Task objective - In the passage on microdermal piercings, can you rewrite everything from "Just like every" down to "on the procedure.", swapping "anchor" for "implant"?
───── Supplied text
One more thing to keep in mind concerns hair. If you have long hair and your piercing is located somewhere where the hair can reach it, make sure the hair doesn’t get tangled up in the jewelry.
If your hair gets caught on the bead, you could accidentally displace the piercing.
Just like every other kind of body modification, microdermals carry certain risks.
An error on the piercer’s part could result in tissue damage or displacement. Tissue damage happens when the anchor is inserted too deeply, injuring a nerve or a blood vessel.
Conversely, displacement happens when the anchor isn’t inserted deep enough. This causes the anchor to move to another area of skin.
Both of these risks can be minimized by choosing an experienced piercing professional. This is part of the reason why it’s important not to try to save money on the procedure.
Inserting a microdermal is very tricky, and it’s definitely worth paying more to ensure it’s done correctly.
Another risk to keep in mind is rejection. Rejection is an issue common to most types of piercings, and refers to the body pushing the anchor out.
This happens when your body recognizes the anchor as a foreign object and, by a defense mechanism, skin tissues expand to expel the foreign body.
Last but not least, by getting a microdermal piercing you run the risk of infection. This risk is greatly minimized by disinfection during the piercing process and proper aftercare.
It’s normal for the piercing site to be a little bit swollen during the first two weeks or so. Similarly, there is likely to be some crust forming around the bead of the jewelry during this time. Both should decrease as the piercing heals.
If these symptoms persist for longer than a couple of weeks, though, it might be worth seeing a piercing professional for a check-up.
──────────
───── Raw data
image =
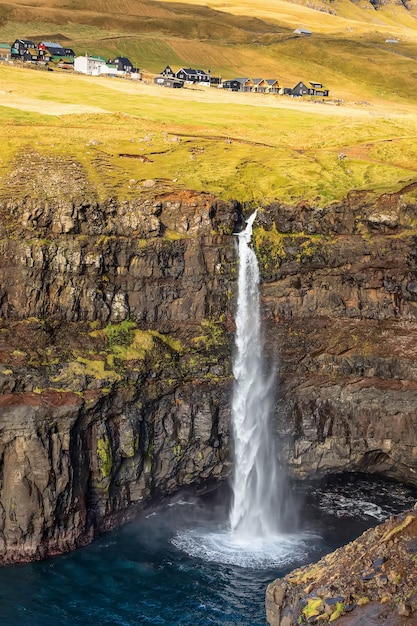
──────────
The completed task -
Just like every other kind of body modification, microdermals carry certain risks.
An error on the piercer’s part could result in tissue damage or displacement. Tissue damage happens when the implant is inserted too deeply, injuring a nerve or a blood vessel.
Conversely, displacement happens when the implant isn’t inserted deep enough. This causes the implant to move to another area of skin.
Both of these risks can be minimized by choosing an experienced piercing professional. This is part of the reason why it’s important not to try to save money on the procedure.